FRAGMENT:
|---|

De begrotingsraming van de patronale sociale zekerheidsbijdragen, verschuldigd op de toelagen, premies en vergoedingen met toepassing van het koninklijk besluit van 30 maart 2001 tot regeling van de rechtspositie van het personeel van de politiediensten (RPPol) minus het plafond op jaarbasis medegedeeld door RSZPPO (geïndexeerd conform art. 4 van het K.B. van 14 mei 2002 tot regeling van de meerkost die betrekking heeft op het gedeelte van de sociale zekerheidsbijdragen op de toelagen, premies en vergoedingen van de personeelsleden van de politiezones) vormt de begrotingsraming voor de Federale Sociale Toelage II. Het plafondbedrag te betalen door de politiezone wordt geïndexeerd overeenkomstig art.4 van het K.B. als volgt : A = B x I1/1,2271 Meer informatie kan u terugvinden in Memo 37 op de site van CGL [http://infozone.be]. 7.2.5. Federale toelage 2013 Uitrusting handhaving openbare orde - 33003/465-48 De federale toelage uitrusting handhaving openbare orde 20132 wordt gebudgetteerd onder het artikel 33003/465-48 - "Federale toelage uitrusting handhaving openbare orde".
U kan, de in bijlage 6 toegevoegde bedragen inschrijven in de begroting. 7.2.6. Federale toelage inzake federaal overgedragen huurovereenkomsten aan sommige politiezone.
De huurtoelage toegekend aan de politiezones in ruil voor de huurovereenkomsten die de Regie had afgesloten voor de gebouwen of gedeelten van gebouwen die federale ambtenaren huisvesten die werden overgeheveld naar de politiezones, moet worden gebudgetteerd onder de economische code 465-01.

|---|

OPDRACHT: Herhaal uit het fragment over de begroting van de politiezones letterlijk het gedeelte dat begint bij de woorden met "U kan, de in" en eindigt met "economische code 465-01.".

GEGEVEN ITEMS:
|---|

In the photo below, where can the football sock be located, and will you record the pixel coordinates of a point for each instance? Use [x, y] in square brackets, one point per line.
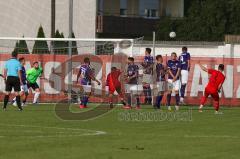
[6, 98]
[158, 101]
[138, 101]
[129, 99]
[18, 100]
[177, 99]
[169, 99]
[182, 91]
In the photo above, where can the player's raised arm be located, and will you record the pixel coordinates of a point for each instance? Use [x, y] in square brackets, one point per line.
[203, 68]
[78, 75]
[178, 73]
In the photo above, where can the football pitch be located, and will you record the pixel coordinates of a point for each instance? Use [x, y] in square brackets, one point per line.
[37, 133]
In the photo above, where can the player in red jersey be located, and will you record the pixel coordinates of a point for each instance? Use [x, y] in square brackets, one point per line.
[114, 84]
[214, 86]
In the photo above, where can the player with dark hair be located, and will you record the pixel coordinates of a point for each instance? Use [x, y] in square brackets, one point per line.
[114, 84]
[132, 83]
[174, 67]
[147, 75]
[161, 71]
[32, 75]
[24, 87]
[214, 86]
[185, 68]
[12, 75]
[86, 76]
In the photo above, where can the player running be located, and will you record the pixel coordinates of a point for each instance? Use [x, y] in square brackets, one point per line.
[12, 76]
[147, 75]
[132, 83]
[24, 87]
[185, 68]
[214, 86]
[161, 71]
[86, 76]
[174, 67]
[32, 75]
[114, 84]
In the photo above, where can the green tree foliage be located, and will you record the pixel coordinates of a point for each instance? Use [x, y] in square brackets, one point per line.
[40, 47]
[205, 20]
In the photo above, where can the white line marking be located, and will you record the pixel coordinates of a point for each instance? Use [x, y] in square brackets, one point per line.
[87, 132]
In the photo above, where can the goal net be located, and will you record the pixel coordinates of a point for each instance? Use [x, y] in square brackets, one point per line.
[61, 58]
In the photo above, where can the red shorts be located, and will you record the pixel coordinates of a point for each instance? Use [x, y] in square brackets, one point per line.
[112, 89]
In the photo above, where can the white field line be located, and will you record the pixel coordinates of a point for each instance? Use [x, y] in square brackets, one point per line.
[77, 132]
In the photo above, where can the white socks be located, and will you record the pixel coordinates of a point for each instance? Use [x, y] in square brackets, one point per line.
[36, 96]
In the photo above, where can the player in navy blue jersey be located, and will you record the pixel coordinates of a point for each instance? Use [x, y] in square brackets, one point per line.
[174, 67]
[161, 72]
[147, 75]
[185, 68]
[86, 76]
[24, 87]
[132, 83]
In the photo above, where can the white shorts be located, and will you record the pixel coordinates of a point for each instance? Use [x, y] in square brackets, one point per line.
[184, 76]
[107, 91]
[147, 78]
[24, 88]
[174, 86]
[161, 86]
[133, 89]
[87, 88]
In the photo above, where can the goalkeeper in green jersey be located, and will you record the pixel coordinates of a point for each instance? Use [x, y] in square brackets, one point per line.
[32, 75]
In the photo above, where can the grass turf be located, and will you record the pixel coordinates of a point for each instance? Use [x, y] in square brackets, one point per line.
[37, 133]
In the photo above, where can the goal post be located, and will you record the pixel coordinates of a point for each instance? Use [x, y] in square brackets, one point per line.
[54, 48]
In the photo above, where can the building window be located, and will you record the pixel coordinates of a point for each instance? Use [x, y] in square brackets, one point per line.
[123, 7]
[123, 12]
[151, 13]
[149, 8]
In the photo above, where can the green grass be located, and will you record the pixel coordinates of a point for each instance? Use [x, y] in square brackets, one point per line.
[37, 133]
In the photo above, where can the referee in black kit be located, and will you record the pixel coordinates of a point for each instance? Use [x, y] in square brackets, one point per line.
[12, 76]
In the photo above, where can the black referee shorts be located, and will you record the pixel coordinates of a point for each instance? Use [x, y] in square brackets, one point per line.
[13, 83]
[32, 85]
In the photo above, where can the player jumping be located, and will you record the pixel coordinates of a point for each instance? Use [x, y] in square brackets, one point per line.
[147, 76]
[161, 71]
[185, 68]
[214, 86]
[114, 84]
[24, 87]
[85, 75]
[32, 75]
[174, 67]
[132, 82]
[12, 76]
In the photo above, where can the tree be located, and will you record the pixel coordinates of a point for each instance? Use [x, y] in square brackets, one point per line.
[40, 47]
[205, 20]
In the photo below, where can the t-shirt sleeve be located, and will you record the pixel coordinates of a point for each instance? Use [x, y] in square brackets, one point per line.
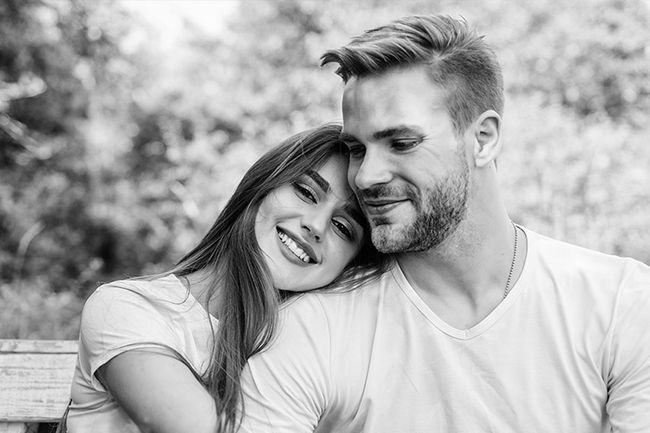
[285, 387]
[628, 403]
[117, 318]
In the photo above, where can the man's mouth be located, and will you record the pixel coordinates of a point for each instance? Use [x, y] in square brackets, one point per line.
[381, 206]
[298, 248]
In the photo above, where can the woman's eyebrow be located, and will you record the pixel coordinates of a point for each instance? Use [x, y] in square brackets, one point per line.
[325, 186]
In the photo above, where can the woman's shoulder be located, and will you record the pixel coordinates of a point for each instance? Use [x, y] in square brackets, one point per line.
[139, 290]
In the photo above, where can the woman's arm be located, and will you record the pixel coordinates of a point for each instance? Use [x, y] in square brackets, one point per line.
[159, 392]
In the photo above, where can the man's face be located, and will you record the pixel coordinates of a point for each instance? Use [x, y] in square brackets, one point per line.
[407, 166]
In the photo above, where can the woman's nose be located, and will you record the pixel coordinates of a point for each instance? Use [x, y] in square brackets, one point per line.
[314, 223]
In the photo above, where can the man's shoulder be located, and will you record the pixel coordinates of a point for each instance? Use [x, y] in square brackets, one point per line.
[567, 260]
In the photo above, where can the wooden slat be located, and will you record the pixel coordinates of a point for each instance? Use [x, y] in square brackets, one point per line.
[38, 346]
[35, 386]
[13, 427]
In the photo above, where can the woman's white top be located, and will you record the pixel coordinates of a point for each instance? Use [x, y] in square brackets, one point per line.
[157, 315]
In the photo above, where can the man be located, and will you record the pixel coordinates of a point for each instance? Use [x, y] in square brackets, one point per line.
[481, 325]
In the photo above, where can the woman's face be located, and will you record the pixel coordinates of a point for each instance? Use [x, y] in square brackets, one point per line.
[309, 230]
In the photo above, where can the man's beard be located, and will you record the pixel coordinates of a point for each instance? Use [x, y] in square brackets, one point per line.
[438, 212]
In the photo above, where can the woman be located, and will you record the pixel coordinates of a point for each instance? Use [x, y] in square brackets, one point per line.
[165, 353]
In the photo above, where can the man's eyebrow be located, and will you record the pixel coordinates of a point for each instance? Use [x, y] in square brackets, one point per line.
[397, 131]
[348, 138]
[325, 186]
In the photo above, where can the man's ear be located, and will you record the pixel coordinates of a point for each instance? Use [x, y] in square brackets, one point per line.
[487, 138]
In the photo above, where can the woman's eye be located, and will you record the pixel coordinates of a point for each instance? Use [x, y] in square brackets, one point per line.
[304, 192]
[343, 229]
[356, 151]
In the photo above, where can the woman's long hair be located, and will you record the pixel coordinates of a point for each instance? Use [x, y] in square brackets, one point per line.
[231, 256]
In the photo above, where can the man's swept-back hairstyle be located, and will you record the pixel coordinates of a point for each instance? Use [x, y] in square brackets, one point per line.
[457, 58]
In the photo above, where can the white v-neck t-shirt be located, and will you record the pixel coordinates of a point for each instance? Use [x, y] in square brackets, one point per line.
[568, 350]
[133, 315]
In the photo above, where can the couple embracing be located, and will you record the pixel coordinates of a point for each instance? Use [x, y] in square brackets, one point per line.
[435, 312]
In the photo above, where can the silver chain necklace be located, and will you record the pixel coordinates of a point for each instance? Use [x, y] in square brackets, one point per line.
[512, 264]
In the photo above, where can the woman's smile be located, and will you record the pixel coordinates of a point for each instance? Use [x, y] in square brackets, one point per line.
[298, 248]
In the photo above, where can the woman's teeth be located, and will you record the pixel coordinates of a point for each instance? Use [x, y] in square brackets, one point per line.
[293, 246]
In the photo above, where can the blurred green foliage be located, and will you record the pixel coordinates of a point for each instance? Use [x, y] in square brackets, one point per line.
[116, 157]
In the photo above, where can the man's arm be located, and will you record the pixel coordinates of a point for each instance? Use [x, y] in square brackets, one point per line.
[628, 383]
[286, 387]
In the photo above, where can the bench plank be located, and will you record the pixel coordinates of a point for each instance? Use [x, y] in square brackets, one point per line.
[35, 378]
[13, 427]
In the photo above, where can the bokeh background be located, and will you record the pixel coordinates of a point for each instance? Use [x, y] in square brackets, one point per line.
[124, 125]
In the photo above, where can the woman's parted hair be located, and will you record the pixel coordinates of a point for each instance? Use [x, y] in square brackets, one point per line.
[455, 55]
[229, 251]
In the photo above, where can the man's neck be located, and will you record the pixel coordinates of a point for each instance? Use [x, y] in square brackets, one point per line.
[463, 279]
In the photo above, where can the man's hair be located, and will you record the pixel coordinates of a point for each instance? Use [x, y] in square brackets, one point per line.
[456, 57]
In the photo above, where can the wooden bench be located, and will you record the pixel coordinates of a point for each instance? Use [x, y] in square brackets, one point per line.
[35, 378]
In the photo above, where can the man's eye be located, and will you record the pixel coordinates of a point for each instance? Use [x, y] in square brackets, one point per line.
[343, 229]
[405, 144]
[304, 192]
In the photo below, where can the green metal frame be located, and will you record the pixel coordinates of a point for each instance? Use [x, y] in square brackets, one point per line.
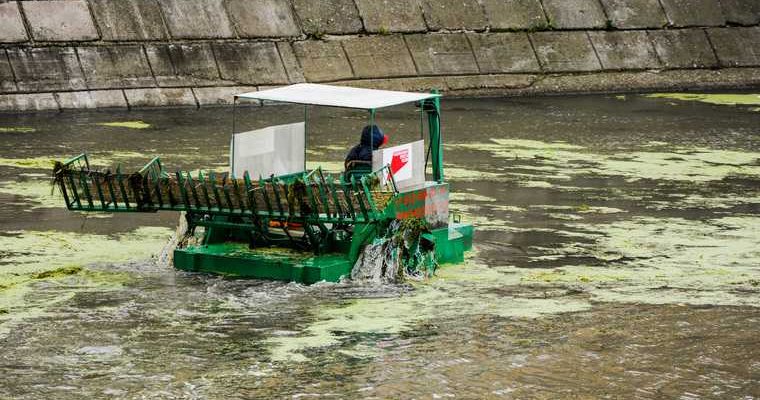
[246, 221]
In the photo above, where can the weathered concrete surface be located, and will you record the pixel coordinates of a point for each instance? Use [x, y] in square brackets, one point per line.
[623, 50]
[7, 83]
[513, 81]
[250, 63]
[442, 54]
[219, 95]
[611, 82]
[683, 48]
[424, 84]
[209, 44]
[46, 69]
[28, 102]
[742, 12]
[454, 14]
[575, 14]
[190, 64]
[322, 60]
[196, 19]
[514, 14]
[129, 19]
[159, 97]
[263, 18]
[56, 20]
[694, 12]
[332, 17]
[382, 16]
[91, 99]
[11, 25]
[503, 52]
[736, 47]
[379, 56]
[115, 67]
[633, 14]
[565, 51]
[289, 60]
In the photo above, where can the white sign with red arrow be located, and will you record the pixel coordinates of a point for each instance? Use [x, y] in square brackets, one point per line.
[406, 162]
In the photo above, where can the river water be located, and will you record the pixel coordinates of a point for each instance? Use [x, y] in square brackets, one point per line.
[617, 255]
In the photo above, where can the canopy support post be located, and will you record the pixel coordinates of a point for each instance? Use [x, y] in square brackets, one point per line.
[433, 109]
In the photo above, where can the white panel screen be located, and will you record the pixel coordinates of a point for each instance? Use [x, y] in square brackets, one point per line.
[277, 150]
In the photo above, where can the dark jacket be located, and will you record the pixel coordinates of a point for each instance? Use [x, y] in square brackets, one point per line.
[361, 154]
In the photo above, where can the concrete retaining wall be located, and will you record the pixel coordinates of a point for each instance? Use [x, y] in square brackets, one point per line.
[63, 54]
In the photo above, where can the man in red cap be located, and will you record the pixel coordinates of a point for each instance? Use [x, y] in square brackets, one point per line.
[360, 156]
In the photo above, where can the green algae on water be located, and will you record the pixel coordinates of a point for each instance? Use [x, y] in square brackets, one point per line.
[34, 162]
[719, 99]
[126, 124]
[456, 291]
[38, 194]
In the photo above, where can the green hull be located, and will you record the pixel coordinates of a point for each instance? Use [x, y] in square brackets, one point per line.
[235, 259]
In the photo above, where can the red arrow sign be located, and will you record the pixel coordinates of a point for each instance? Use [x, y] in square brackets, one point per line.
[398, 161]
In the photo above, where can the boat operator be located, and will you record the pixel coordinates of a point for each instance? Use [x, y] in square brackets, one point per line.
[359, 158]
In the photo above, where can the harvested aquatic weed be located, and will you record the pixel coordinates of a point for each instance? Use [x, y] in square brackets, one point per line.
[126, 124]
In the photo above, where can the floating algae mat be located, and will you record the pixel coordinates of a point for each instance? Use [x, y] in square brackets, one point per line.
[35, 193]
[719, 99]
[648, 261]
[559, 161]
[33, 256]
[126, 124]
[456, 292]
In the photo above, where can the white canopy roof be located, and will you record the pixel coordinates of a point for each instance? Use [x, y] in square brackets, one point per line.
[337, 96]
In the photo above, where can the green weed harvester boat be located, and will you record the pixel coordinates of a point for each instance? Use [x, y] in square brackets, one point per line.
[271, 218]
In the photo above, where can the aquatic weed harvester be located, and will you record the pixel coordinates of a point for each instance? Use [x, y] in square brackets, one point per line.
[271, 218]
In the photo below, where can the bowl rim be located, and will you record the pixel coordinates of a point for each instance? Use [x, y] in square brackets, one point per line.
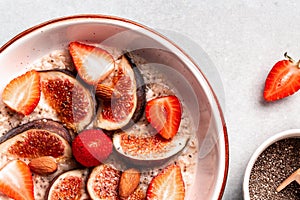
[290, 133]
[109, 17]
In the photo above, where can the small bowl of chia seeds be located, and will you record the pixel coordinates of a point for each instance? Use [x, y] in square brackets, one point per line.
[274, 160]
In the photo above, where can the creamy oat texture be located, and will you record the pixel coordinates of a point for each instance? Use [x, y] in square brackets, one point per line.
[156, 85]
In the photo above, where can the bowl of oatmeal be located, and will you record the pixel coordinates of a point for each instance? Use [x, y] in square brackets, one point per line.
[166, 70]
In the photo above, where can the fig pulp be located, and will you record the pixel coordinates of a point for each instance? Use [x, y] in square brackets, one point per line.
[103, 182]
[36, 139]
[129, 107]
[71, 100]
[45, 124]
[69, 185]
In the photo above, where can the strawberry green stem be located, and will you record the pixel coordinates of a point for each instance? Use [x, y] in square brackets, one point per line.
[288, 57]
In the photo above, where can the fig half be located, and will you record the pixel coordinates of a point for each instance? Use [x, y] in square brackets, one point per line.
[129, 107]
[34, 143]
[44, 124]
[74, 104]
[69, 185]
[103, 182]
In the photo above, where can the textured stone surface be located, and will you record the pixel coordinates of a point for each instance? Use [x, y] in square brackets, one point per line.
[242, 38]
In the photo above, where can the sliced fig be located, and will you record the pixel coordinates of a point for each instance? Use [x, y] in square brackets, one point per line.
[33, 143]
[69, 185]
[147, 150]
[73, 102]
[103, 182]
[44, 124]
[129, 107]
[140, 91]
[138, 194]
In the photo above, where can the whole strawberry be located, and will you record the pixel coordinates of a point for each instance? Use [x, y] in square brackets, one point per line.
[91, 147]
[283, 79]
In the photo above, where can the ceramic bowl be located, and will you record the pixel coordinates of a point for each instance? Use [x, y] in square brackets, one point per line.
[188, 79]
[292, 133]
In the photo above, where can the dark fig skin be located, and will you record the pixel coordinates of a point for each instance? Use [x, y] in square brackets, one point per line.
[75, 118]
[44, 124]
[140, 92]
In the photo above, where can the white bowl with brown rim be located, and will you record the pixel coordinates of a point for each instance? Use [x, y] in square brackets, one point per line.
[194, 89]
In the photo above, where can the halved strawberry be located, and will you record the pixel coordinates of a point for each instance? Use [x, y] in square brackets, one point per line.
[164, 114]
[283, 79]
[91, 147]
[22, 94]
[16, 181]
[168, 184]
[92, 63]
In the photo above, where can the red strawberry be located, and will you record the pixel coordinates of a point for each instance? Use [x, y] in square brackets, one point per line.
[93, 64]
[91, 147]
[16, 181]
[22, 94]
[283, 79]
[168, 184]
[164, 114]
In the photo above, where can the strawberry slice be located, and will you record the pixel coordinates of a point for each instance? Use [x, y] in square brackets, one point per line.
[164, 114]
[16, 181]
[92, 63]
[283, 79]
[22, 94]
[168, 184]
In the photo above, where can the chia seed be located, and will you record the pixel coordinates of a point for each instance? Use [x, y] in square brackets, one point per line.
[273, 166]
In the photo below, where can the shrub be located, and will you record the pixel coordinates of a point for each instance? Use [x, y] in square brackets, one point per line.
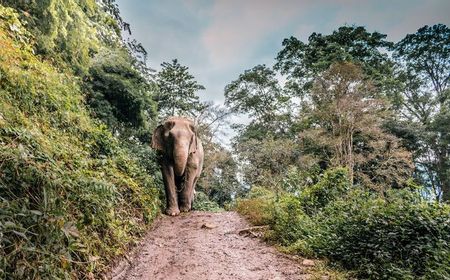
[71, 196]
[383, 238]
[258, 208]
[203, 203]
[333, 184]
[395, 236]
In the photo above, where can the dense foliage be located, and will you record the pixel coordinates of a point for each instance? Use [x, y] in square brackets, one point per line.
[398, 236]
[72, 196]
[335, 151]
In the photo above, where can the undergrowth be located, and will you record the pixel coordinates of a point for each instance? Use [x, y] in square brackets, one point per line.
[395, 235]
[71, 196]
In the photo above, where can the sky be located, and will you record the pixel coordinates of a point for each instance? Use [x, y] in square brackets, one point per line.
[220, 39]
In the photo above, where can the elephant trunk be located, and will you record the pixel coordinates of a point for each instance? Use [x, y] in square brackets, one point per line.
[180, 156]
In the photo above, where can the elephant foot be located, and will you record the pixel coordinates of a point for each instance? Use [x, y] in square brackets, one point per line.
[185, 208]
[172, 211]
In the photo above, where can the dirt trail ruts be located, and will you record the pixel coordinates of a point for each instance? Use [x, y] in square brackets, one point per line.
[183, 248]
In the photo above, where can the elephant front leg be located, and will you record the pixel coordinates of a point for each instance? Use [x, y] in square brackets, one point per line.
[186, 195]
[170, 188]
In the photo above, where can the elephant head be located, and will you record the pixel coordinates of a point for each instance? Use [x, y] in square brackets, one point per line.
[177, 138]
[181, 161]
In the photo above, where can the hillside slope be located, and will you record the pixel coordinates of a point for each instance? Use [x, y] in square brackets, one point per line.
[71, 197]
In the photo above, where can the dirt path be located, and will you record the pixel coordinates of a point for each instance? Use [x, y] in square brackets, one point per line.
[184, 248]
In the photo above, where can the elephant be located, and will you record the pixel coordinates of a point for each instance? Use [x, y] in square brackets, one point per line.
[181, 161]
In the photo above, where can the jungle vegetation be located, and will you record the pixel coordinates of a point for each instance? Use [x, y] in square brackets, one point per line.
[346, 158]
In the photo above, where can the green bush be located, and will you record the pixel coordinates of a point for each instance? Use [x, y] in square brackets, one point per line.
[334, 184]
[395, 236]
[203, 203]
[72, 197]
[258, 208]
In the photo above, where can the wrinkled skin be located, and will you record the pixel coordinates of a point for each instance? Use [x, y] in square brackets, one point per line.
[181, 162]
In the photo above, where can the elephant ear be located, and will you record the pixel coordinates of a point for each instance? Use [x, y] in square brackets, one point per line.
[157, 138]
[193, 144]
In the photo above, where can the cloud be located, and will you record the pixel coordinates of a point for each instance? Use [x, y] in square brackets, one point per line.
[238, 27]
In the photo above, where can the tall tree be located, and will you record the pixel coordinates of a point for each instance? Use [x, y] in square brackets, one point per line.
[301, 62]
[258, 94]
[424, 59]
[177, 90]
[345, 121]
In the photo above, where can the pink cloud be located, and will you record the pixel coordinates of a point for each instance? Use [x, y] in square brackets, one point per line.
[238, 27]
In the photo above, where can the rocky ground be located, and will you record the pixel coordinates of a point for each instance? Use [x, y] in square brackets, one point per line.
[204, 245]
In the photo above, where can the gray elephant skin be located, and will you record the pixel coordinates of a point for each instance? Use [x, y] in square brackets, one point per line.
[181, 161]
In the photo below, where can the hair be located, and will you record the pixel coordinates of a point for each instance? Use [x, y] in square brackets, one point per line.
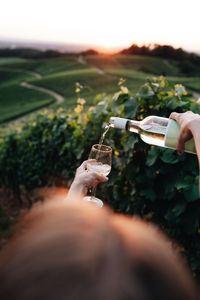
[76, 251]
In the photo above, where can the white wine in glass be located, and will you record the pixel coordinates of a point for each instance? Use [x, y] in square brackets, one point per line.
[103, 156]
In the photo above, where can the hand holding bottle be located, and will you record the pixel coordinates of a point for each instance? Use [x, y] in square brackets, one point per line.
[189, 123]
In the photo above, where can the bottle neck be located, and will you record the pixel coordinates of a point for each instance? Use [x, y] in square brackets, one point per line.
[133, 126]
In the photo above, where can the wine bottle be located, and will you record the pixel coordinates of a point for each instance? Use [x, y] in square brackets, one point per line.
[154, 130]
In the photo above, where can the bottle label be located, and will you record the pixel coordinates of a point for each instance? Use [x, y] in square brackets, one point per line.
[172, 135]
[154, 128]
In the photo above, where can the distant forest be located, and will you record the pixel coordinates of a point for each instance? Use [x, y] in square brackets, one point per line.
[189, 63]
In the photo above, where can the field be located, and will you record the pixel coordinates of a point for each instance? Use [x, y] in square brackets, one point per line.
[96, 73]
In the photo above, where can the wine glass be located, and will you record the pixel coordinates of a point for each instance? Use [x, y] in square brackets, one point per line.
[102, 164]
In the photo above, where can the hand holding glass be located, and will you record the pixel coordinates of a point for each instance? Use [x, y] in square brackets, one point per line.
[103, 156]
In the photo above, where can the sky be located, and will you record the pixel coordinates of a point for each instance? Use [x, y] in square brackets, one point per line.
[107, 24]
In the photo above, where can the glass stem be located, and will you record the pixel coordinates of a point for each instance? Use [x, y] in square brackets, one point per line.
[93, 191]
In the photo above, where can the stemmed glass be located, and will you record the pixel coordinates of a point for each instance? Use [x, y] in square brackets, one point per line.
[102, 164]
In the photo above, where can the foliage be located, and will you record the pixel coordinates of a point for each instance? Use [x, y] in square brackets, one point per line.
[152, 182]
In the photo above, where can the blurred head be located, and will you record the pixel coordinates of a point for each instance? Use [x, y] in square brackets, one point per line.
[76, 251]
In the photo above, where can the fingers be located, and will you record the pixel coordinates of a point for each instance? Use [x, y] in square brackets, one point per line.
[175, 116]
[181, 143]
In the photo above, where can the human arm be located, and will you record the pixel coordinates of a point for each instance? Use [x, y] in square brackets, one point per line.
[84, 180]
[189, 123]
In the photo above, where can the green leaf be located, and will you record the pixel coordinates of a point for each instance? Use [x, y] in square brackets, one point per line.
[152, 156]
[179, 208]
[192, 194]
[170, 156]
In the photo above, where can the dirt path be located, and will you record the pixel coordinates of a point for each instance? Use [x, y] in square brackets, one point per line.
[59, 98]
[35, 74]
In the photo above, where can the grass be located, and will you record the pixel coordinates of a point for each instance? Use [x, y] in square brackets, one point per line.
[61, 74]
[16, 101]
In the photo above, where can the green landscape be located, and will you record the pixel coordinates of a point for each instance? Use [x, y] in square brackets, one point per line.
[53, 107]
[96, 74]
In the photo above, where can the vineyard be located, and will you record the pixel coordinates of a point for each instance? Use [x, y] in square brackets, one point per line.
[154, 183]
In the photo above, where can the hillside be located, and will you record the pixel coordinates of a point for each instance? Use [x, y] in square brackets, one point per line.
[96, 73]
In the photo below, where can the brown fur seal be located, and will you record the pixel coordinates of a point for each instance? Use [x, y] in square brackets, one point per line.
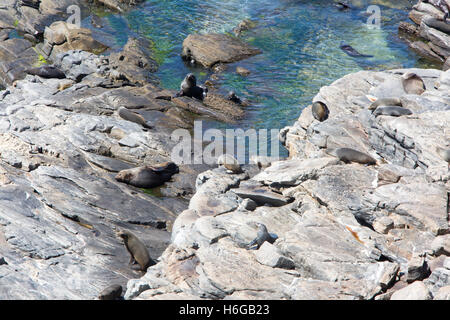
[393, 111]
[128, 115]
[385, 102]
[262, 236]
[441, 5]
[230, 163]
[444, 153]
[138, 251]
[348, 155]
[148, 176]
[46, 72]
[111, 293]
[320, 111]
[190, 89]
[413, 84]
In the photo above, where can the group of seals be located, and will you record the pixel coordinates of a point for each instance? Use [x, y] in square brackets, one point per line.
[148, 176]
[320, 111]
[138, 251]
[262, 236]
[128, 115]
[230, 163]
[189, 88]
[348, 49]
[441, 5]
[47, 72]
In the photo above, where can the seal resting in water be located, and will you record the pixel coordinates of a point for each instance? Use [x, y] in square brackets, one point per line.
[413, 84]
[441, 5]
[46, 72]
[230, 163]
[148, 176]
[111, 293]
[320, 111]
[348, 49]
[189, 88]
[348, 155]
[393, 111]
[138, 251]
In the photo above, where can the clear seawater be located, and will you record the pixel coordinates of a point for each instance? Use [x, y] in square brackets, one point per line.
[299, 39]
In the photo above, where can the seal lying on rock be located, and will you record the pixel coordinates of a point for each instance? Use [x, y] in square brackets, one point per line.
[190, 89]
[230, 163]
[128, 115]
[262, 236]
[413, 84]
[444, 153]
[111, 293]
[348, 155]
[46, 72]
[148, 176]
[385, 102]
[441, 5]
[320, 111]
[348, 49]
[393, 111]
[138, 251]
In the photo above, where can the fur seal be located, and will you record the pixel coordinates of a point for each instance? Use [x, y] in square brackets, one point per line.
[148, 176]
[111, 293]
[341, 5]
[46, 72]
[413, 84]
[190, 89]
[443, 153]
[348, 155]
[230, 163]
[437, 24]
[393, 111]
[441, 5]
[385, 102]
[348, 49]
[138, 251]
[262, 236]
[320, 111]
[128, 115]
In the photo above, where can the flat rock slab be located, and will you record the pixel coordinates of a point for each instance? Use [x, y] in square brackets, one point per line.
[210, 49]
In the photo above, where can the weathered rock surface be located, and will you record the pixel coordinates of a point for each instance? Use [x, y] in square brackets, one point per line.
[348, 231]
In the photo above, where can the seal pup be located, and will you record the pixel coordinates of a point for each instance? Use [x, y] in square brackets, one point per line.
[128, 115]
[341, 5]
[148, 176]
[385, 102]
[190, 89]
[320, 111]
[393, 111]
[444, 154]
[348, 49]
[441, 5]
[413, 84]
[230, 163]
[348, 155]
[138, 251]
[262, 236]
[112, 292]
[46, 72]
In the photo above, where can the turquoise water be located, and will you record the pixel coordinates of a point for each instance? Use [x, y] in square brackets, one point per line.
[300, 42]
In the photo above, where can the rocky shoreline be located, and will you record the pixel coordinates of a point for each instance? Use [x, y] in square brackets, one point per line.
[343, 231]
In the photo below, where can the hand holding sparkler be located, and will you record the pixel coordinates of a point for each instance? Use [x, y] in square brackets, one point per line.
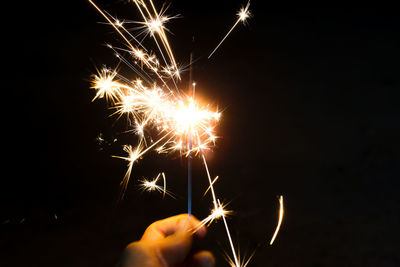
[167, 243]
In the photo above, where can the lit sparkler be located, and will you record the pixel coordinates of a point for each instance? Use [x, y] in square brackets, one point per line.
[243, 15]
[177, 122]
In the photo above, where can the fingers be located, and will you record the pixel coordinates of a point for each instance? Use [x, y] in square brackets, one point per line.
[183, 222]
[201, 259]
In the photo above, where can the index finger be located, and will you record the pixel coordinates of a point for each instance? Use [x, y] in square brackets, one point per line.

|---|

UITGEWERKTE OPLOSSING:
U kan, de in bijlage 6 toegevoegde bedragen inschrijven in de begroting. 7.2.6. Federale toelage inzake federaal overgedragen huurovereenkomsten aan sommige politiezone.
De huurtoelage toegekend aan de politiezones in ruil voor de huurovereenkomsten die de Regie had afgesloten voor de gebouwen of gedeelten van gebouwen die federale ambtenaren huisvesten die werden overgeheveld naar de politiezones, moet worden gebudgetteerd onder de economische code 465-01.